** SOURCE MATERIAL follows **

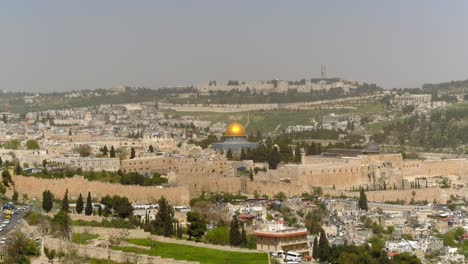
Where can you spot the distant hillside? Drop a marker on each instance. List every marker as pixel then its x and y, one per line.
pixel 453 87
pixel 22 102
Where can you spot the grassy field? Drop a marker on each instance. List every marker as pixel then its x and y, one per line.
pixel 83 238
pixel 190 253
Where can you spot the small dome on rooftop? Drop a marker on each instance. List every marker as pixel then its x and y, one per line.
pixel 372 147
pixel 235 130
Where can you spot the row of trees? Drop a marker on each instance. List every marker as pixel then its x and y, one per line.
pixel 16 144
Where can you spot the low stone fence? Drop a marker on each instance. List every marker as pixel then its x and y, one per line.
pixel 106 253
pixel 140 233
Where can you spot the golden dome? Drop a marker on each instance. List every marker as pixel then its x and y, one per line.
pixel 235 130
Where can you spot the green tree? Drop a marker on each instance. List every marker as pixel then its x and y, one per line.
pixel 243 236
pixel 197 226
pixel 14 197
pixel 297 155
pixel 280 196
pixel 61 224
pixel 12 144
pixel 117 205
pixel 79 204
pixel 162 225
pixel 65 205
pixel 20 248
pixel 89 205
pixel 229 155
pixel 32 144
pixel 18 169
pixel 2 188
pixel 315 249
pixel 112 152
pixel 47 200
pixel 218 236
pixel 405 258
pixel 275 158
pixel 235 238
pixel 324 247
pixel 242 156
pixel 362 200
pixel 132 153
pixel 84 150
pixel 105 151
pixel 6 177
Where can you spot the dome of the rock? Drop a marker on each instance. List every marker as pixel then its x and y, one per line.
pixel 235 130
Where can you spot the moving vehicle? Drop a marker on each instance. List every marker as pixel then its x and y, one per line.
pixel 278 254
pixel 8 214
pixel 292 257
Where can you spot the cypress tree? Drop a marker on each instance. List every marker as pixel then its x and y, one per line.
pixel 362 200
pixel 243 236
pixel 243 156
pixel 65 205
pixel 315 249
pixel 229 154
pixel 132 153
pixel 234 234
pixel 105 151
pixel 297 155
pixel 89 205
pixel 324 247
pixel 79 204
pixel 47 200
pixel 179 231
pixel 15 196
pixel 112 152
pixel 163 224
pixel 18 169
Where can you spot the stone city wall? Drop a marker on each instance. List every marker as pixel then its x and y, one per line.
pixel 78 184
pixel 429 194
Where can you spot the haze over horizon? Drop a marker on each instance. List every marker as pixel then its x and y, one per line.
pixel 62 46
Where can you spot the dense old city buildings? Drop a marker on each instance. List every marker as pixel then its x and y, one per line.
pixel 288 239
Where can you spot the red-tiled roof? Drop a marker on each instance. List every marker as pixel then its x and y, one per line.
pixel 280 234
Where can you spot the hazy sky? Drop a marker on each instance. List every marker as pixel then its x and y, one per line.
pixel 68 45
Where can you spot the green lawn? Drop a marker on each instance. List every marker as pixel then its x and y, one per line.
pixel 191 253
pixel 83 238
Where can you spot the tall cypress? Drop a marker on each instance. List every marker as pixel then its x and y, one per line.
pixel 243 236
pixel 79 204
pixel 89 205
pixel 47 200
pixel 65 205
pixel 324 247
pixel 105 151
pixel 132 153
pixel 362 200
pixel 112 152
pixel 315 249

** End of SOURCE MATERIAL **

• **TASK OBJECTIVE**
Although the records contain pictures, restate them word for word with those pictures left out.

• **OUTPUT FOR THIS TASK**
Where can you spot the distant hillside? Drop a marker on each instance. List every marker as pixel then its x and y, one per line.
pixel 453 87
pixel 22 102
Where can you spot the grassy field? Drop a marker on each instance. List every marker as pixel then its x and y, one per line.
pixel 83 238
pixel 190 253
Where can you spot the small dome on rooftop? Drop a marker on each instance. List every marker as pixel then its x and y, one per line.
pixel 372 147
pixel 235 130
Where can you spot the row of trees? Drop a marker on each instance. List every marker as pixel then its x and y, one per line.
pixel 16 144
Where can you spot the low stone fence? Drop a marker on each instance. List every marker as pixel then its x and y, one per line.
pixel 106 253
pixel 140 233
Where can you spot the golden dome? Drop a marker on each instance. List every marker as pixel then its x and y, one per line.
pixel 235 130
Where can you spot the green tree? Drop a marker on each instance. List every marker as pixel then its x and y, one per line.
pixel 243 236
pixel 197 226
pixel 14 197
pixel 297 155
pixel 280 196
pixel 61 224
pixel 12 144
pixel 117 205
pixel 79 204
pixel 162 225
pixel 65 205
pixel 20 248
pixel 89 205
pixel 229 155
pixel 32 144
pixel 18 169
pixel 2 188
pixel 315 249
pixel 112 152
pixel 47 200
pixel 218 236
pixel 405 258
pixel 275 158
pixel 235 238
pixel 324 247
pixel 242 156
pixel 362 200
pixel 132 153
pixel 84 150
pixel 105 151
pixel 6 177
Where can you spot the dome of the rock? Drop a marker on each instance. List every marker as pixel then its x and y, one per line.
pixel 235 130
Where can you spot the moving vehicle? Drop a marker on each instance. List every marker as pixel then its x and y, one per line.
pixel 278 254
pixel 8 214
pixel 292 257
Where can you spot the cypress tree? Drop a marker on each instance. List every marker as pixel then its x and y, one per line.
pixel 362 200
pixel 243 236
pixel 243 156
pixel 65 205
pixel 315 249
pixel 229 154
pixel 132 153
pixel 234 234
pixel 105 151
pixel 297 155
pixel 89 205
pixel 324 247
pixel 79 204
pixel 47 200
pixel 179 231
pixel 15 196
pixel 112 152
pixel 163 224
pixel 18 169
Where can you spot the stone city wall? Drop a marker on each instance. List every marker as pixel then its x and y, one per line.
pixel 78 184
pixel 429 194
Where can you spot the haze over horizon? Drop a marker on each instance. List every marker as pixel then its x and y, one per line.
pixel 62 46
Where can you spot the dense old city buildings? Drop a marker on each instance. List every marker as pixel then its x and y, one per line.
pixel 288 239
Where can you spot the red-tiled roof? Drop a marker on each instance. List every marker as pixel then its x and y, one per line.
pixel 280 234
Where can you spot the hazy sky? Drop a marker on each instance. List every marker as pixel then its x and y, one per line.
pixel 68 45
Where can you spot the green lawn? Drop a marker on each instance. List every marker as pixel then its x and y, one per line.
pixel 191 253
pixel 83 238
Where can you spot the tall cypress? Drop a marker on each instance. List every marker as pixel then its x and y, one per line.
pixel 243 236
pixel 79 204
pixel 89 205
pixel 47 200
pixel 65 205
pixel 324 247
pixel 105 151
pixel 132 153
pixel 362 200
pixel 112 152
pixel 315 249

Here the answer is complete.